BEGIN EXTRACTED INFORMATION
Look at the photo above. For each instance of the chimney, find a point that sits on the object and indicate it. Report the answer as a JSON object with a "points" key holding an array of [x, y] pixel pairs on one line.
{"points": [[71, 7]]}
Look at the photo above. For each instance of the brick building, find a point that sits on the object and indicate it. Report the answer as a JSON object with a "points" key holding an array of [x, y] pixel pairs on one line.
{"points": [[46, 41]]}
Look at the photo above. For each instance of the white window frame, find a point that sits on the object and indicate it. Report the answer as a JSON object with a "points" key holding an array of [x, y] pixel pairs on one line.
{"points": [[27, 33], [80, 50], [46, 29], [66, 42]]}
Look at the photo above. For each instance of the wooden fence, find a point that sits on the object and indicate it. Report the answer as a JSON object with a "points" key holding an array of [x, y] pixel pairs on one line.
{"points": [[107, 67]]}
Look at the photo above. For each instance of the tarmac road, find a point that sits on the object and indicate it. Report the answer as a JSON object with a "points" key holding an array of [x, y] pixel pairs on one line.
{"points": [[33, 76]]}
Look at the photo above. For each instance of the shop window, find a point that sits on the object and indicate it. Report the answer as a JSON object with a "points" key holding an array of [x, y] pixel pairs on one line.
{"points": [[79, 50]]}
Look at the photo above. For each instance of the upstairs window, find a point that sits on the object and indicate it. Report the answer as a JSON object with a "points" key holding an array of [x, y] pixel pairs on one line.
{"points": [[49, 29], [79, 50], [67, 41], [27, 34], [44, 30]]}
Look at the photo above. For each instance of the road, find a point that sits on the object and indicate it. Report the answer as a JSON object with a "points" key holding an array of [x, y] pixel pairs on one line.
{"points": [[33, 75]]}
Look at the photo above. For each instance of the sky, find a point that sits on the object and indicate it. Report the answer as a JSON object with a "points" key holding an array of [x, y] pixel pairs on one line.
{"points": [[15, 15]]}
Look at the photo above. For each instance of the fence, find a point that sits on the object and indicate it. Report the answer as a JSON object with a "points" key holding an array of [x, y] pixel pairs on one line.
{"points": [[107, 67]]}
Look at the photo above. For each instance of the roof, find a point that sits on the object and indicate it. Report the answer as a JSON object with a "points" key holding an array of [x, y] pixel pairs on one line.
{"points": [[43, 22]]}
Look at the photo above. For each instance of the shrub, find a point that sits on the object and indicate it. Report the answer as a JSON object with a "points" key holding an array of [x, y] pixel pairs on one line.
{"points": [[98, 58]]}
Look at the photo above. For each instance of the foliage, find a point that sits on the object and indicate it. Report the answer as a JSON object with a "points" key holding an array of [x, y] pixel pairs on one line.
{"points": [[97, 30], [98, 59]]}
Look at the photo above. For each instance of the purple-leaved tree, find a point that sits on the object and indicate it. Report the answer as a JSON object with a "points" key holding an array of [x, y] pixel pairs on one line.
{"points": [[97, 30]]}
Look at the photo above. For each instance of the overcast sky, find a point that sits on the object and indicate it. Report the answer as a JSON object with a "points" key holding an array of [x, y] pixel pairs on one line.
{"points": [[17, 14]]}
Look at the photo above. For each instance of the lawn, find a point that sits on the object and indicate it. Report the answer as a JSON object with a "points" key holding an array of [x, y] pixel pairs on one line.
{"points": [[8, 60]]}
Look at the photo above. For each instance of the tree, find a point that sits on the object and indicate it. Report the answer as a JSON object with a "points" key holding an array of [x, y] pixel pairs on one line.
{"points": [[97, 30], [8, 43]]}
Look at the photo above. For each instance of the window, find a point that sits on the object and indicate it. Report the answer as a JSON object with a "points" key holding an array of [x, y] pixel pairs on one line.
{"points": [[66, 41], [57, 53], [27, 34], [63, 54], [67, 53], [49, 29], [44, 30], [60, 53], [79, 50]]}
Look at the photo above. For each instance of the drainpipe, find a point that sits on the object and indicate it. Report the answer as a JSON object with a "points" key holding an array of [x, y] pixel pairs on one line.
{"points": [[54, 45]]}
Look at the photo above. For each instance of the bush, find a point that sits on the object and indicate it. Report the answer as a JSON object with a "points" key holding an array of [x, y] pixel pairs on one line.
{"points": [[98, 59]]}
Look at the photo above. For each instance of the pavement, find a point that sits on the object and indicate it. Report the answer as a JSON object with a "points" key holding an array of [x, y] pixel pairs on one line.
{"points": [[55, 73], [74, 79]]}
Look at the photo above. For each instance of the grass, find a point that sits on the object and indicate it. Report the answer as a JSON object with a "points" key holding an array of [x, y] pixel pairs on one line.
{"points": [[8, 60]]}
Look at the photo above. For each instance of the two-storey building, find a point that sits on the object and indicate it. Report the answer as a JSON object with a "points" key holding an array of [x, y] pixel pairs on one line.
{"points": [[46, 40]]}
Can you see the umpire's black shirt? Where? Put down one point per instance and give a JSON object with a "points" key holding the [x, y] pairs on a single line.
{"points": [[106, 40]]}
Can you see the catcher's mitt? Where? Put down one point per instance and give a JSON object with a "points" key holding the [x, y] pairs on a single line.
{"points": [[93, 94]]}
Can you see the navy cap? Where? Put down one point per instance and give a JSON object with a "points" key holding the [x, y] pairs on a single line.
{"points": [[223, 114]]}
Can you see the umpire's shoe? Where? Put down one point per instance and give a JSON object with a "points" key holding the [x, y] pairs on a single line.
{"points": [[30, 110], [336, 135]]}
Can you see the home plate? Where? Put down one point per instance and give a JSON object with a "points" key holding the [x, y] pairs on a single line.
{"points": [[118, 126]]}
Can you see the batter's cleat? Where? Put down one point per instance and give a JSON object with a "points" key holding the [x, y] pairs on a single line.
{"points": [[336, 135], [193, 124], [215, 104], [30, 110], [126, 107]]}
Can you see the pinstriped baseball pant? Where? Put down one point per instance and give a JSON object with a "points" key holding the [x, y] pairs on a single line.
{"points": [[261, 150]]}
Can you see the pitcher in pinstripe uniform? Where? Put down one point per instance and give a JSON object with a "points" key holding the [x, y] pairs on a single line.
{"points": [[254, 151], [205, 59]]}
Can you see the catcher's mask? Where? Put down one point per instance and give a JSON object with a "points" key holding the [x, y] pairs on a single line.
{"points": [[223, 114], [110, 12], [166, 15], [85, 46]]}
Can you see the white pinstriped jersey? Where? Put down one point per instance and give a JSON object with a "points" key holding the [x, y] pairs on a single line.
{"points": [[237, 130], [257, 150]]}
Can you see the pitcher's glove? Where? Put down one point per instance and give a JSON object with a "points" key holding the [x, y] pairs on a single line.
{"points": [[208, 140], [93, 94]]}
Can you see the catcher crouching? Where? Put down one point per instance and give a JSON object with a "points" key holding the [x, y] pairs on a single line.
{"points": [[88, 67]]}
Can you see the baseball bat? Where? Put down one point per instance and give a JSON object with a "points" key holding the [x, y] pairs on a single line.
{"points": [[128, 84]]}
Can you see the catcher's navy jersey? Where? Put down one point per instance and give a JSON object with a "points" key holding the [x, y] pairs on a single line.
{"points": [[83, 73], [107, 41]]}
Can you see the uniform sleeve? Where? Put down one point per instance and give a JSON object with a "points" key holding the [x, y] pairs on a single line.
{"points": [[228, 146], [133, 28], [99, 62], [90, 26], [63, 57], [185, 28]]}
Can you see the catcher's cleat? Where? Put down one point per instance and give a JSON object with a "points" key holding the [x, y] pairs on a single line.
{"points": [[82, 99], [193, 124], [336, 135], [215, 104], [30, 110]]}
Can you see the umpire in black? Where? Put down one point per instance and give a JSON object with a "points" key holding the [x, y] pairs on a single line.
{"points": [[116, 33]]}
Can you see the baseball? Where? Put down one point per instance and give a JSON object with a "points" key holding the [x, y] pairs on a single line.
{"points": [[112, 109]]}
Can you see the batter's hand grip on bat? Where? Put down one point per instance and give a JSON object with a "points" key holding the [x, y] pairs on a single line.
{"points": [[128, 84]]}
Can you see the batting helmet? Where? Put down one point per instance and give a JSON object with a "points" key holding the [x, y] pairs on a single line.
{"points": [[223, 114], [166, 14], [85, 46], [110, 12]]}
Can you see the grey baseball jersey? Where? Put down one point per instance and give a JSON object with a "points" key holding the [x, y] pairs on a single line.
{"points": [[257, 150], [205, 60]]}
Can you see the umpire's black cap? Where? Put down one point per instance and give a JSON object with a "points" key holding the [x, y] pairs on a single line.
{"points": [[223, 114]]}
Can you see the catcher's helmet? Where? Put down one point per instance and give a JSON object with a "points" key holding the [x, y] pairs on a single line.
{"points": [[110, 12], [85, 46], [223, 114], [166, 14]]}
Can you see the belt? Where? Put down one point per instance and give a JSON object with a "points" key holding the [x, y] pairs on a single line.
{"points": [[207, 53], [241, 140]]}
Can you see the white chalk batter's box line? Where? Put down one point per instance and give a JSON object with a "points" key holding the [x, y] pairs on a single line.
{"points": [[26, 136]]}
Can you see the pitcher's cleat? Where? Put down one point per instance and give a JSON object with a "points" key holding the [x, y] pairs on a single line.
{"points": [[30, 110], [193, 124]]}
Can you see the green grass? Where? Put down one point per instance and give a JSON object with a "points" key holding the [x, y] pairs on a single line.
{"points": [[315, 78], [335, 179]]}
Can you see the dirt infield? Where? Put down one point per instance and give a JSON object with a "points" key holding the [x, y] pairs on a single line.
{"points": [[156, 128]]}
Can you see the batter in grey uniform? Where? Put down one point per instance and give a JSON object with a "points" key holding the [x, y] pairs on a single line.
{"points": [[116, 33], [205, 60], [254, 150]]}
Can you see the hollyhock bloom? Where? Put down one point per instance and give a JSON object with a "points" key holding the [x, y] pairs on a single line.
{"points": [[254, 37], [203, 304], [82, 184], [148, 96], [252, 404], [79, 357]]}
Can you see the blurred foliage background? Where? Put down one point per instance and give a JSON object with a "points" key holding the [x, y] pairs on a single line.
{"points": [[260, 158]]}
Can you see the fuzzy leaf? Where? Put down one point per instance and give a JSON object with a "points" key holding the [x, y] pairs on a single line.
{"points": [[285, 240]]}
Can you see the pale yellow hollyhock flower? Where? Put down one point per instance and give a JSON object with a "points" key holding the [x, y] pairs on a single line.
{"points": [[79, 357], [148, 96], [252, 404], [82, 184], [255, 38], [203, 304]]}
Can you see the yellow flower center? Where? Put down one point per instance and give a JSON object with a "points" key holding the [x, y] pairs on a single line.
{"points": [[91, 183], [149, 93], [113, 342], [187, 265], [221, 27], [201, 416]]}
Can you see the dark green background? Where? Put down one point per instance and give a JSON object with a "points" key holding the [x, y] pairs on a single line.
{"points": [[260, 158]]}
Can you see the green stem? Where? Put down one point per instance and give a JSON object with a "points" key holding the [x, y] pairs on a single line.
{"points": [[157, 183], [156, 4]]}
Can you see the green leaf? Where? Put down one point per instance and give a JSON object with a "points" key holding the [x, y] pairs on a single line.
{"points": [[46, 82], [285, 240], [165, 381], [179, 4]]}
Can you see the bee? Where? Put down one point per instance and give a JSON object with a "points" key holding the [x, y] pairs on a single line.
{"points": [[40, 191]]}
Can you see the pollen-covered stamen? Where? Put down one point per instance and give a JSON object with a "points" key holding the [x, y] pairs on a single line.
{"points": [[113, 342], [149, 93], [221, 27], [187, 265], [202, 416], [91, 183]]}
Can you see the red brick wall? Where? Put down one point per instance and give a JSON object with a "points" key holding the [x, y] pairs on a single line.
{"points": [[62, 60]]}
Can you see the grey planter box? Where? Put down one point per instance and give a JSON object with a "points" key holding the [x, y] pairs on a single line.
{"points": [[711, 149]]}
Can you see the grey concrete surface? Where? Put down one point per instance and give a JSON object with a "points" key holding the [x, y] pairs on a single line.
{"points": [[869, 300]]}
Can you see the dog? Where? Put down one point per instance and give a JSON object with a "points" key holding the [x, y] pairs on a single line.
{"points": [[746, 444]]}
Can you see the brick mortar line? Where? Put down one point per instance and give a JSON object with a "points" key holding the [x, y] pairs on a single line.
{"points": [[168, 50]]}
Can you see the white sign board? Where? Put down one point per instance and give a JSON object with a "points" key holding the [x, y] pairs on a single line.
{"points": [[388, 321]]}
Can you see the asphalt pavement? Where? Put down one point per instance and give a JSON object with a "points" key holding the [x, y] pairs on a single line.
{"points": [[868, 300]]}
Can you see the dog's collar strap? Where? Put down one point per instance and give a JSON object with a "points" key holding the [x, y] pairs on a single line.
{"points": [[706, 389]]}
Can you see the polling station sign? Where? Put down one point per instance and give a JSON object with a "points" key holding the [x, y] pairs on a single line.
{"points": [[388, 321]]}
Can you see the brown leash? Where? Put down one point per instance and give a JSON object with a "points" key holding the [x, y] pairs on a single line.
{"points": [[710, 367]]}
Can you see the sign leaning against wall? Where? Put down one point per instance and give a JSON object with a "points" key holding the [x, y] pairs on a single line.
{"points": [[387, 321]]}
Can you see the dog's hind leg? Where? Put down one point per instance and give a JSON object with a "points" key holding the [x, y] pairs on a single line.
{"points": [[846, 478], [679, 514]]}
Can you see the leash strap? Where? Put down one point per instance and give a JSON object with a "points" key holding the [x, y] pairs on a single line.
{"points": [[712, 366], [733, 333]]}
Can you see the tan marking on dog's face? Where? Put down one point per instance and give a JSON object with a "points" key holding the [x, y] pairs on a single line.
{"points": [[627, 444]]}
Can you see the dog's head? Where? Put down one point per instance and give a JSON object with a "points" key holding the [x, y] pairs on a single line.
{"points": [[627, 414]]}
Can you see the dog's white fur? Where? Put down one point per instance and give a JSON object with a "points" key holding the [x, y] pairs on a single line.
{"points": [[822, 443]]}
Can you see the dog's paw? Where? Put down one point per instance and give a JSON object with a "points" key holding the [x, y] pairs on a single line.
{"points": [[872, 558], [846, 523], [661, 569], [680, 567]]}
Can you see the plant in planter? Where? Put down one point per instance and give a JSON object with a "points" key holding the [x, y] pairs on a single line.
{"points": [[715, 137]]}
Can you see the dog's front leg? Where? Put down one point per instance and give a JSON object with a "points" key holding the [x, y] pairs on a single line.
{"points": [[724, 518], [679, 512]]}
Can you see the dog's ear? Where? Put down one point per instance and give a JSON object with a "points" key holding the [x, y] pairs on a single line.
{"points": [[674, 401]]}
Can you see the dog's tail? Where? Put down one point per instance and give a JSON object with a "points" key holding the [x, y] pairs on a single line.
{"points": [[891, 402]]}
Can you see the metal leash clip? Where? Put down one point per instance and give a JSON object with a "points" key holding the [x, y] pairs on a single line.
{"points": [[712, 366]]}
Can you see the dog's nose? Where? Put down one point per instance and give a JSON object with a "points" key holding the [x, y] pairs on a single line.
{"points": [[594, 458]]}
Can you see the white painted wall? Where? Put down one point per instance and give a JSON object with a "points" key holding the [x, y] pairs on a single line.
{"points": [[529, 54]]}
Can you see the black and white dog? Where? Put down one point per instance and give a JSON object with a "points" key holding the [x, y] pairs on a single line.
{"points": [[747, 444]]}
END EXTRACTED INFORMATION
◆ WHAT THE EXERCISE ASKS ◆
A word-for-word copy of the lines from the one with "Can you see the dog's tail?" through the end of the listing is what should be returned.

◆ REPLY TO THE EXERCISE ◆
Can you see the dog's tail? Where? Put down one point per instance and give a JSON object with a "points" key holding the [x, y] pairs on a single line.
{"points": [[891, 402]]}
Can you see the metal leash clip? Where? Put down one point per instance and give a JSON object with a "points" key holding the [x, y] pairs on a single line.
{"points": [[712, 366]]}
Can you see the dog's nose? Where? Put down one point per instance and give a JSON object with a "points" key holding the [x, y] pairs on a single line.
{"points": [[594, 458]]}
Can you see the white painted wall? Where? Put down one point per instance and give a JSON object with a "points" key holding the [x, y] pairs on a single line.
{"points": [[529, 54]]}
Can you see the black and white dog? Where? Put down one point per instance and give a JSON object with a "points" key holding the [x, y] pairs on a single line.
{"points": [[747, 444]]}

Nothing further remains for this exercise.